- [Instructions for the task] Count the lines in the material below that contain the string "wooden", matching case exactly. Reply with that number alone.

(Records from a point annotation dataset)
══════

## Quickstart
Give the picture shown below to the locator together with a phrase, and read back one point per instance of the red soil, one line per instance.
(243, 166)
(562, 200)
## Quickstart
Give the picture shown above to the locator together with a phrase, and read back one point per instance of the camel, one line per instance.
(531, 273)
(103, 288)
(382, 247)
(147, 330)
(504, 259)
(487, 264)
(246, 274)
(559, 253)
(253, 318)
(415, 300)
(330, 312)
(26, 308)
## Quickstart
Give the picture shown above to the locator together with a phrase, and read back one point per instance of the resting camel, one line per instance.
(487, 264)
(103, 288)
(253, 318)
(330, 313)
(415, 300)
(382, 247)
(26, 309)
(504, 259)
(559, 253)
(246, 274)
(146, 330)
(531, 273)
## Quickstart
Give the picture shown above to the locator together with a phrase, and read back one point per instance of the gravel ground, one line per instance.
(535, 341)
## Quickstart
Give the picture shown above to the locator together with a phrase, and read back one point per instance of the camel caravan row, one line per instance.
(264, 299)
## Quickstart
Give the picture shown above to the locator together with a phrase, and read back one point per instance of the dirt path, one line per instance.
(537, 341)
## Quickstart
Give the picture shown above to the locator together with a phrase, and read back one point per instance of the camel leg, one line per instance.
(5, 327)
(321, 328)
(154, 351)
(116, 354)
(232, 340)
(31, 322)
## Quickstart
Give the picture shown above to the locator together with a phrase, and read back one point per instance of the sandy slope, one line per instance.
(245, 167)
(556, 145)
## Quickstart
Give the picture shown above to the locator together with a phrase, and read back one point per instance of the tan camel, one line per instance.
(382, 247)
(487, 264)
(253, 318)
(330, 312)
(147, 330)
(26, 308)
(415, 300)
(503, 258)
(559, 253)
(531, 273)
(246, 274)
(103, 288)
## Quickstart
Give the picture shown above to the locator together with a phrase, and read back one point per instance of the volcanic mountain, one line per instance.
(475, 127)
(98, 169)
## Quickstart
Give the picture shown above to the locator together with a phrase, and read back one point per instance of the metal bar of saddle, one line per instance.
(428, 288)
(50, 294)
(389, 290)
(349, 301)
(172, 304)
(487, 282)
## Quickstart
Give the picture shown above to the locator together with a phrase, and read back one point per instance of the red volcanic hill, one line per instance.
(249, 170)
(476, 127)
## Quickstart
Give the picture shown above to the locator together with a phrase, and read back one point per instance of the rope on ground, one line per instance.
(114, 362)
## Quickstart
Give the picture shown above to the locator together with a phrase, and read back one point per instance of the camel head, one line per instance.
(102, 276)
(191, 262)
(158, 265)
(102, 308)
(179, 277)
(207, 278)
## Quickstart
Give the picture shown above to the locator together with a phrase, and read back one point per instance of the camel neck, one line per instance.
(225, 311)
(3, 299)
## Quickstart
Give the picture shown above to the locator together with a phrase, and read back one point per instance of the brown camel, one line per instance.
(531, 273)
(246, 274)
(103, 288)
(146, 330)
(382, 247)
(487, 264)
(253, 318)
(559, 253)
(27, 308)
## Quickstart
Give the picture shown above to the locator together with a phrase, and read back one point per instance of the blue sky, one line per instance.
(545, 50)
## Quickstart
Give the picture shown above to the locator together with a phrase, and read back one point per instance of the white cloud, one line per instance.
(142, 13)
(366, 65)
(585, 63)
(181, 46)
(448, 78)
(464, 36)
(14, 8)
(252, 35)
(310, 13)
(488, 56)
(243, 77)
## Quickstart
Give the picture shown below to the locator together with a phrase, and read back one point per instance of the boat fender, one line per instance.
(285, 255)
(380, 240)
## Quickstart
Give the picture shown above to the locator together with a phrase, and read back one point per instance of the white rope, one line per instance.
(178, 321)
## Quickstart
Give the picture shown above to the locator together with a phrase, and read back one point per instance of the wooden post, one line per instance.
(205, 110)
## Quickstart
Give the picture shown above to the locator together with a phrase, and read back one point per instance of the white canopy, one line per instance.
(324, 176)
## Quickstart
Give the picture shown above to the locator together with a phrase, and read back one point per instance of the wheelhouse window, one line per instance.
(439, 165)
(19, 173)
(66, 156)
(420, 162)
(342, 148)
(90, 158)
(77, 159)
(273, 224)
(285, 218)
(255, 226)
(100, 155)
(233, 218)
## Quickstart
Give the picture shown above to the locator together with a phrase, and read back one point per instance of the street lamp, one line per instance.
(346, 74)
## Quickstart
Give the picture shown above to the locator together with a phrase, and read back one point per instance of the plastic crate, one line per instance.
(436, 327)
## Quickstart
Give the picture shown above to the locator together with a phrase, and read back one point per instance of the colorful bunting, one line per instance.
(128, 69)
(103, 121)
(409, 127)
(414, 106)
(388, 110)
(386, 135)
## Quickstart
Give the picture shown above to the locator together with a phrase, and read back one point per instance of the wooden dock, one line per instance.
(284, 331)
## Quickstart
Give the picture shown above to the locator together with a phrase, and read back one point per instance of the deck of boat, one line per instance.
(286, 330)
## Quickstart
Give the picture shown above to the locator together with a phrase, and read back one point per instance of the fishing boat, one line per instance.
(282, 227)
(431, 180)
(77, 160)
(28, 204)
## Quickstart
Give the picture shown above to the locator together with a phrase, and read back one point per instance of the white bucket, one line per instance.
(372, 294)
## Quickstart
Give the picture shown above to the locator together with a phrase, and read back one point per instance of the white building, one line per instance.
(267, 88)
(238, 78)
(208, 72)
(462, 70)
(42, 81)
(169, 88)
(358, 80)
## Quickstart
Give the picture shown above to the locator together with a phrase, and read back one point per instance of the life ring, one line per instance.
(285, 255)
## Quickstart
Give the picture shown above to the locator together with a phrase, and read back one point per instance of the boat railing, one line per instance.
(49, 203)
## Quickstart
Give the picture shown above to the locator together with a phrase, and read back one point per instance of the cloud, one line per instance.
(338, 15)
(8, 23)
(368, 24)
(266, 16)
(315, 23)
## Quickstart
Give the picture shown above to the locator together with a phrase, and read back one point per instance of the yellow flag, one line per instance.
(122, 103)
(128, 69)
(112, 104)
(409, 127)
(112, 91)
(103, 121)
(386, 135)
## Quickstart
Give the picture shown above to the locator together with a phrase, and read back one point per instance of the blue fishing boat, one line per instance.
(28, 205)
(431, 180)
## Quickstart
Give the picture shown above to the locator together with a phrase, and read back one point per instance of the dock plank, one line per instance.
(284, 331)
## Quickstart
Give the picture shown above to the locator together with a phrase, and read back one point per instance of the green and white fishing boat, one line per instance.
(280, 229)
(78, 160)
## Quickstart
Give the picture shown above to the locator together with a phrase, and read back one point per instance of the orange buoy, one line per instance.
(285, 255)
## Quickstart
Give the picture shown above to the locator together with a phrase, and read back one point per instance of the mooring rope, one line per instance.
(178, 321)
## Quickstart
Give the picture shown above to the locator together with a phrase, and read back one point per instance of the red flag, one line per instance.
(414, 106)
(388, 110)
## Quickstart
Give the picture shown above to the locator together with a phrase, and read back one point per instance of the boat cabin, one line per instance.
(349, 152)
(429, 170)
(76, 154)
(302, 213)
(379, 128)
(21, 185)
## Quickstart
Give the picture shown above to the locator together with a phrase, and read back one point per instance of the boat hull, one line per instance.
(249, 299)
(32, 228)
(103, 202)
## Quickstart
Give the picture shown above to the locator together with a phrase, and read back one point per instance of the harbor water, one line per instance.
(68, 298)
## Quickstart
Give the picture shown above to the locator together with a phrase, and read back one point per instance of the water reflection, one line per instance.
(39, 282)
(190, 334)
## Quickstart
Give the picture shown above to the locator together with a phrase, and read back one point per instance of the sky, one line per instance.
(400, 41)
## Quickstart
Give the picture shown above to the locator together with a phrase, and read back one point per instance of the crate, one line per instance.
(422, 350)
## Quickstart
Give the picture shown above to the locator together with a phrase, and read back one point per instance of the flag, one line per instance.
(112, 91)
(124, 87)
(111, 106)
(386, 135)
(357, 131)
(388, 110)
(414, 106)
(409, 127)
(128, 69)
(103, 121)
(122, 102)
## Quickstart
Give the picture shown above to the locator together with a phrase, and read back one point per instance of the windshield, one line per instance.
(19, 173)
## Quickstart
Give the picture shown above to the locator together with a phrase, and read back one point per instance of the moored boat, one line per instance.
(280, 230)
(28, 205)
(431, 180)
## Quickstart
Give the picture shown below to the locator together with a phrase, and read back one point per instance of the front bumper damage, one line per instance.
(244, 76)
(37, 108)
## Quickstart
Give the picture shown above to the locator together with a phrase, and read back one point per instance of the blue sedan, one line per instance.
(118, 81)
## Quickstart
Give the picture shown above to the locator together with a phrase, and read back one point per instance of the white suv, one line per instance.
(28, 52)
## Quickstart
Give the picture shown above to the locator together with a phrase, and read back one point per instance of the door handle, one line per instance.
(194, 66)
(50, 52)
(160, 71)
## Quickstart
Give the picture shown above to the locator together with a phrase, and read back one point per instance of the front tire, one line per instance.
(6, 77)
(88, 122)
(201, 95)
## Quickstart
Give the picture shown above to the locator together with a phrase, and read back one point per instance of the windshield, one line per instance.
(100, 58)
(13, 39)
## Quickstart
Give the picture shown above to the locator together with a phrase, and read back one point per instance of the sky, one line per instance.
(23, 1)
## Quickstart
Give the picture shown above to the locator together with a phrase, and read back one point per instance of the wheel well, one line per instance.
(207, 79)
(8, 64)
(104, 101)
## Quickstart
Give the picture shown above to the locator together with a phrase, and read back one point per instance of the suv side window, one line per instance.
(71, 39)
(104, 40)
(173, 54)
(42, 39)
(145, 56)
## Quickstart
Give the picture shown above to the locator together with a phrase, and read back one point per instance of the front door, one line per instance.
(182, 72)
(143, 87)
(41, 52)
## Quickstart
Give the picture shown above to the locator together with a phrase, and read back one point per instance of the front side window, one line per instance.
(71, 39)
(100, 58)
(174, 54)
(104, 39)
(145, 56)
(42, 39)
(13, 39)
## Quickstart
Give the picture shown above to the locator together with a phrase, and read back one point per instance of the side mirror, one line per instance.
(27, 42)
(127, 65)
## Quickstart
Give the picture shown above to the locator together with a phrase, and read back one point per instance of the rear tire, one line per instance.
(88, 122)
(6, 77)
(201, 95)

══════

- [Completed exercise] 2